• **Text shown**
▬▬▬▬▬▬

Klein four-group geometry

chiro

Well oddly enough, there has been shown to be a link between the Riemann Zeta function and Quantum Field Theory.

I remember reading about this ages ago from work associated with Alain Connes, but I don't have any deep knowledge, only superficial awareness of the fact. I would continue your work if this is what you are working on, because if you want ways to solve the Zeta problems and connect it with general quantum phenomena (discrete structures, diophantine systems and anything involving some kind of discrete system or finite-field) then that would be extroadinarily useful.

Here are two results from a google search involving the Zeta function and quantum field theory:

http://www.ricam.oeaw.ac.at/specsem/...nload/Moch.pdf

http://arxiv.org/pdf/hep--th/0701284.pdf

Anti-Crackpot

Chiro,

Give me any 6 Lucas Sequences with P's and Q's constructed from 4 integer variables (r_0, r_1, r_2, r_3) in toto and if the ratio between successive terms of those six sequences at the limit as n approaches infinity is an integer, then those same P's and Q's can be used in a very simple, regular and consistent manner to construct a quartic and its resolvent cubic that will have integer roots.

P = (r_x + r_y)
Q = (r_x * r_y)
D = P^2 - 4Q (Discriminant)

Minimal Start Terms:
U-Type Lucas Sequence = 0, 1
V-Type Lucas Sequence = 2, P

Recursive Rule:
-Q*a(n) + P*a(n+1) = a(n+2)

In other words, seems to me not only that there is a very clear linkage between the mathematics of the quartic (and thereby V4, the Klein Four-Group...) and Diophantine systems, but that this linkage may help explain how Jeremy is uncovering what he is uncovering.

If you are unclear as to what I am referencing, I can show you how to map those P's and Q's to the quartic. It took me all of about a day to work out the "translation" once Jeremy got me thinking about it.

- AC

chiro

I'm not sure what a Lucas sequence is. I only know the basics of number theory, but I think if you show me something like an external web-page or something that clarifies your ideas I can take a look at it.

JeremyEbert

Don Antonio,
Here is a link with some useful information regarding this although this site seems to be political in nature.
http://wlym.com/~animations/ceres/In...ciprocity.html

JeremyEbert

Nice AC! I'll have to play with this!

JeremyEbert

with the equivalence relation
s=(n-k^2)/(2k)

▬▬▬▬▬▬

• **Data block**
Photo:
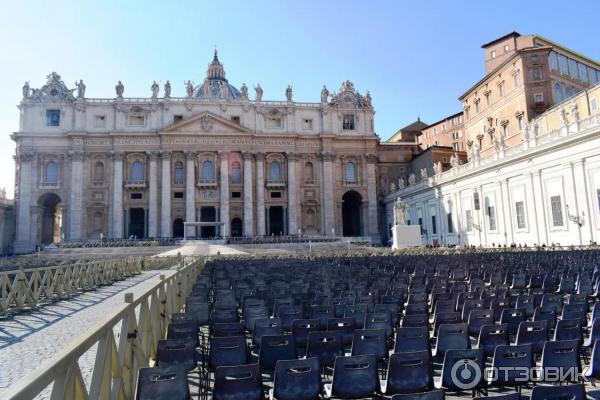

▬▬▬▬▬▬

• **Goals**
[1] In the Klein four-group thread, whose work does chiro remember in connection with the link between the Riemann Zeta function and Quantum Field Theory?
[2] Say whether each statement agrees with the Klein four-group thread, and quote the words that decide it.
(a) Anti-Crackpot says it took about a week to work out the "translation."
(b) The V-type Lucas sequence starts with 2 and P.
(c) chiro says he has a deep knowledge of number theory.
[3] Please continue the Klein four-group thread from where it stops.
The material comes from a different source than the Klein four-group thread.

• **Exercise results**
[1] Alain Connes

[2]
(a) No: "It took me all of about a day to work out the "translation""
(b) Yes: "V-Type Lucas Sequence = 2, P"
(c) No: "I only know the basics of number theory"

[3]
k=versine
sqrt(n)=sine
s+k=cosine

given the divisors of 12 have a different property than the divisors of 24, is there a link to equal temperament?

http://en.wikipedia.org/wiki/Equal_temperament

http://upload.wikimedia.org/wikipedi...InATimeAxe.gif

JeremyEbert

mind typo, s+k=radius:

s=(n-k^2)/(2k)
k=versine
sqrt(n)=sine
s=cosine

Anti-Crackpot

Consider the form:

C(a(n+2), j) (Binomial Coefficient)
a(n + 2) = x*a(n) + y*a(n+1) + z

The Lucas Sequences are just a special case of the above where:
j = 1
z = 0
x = r_0 * r_1 = Q
y = r_0 + r_1 = P

Take, for example, r_0 = phi and r_1 = -1/phi
r_0 * r_1 = -1 = Q
r_0 + r_1 = 1 = P

Start terms: 0, 1 (U-Type Lucas Sequence) gives the Fibonacci Series
Start terms: 2, 1 (V-Type Lucas Sequence) gives the Lucas Series

The recursive rule is -(-1)*a(n) + 1*a(n+1) = a(n + 2)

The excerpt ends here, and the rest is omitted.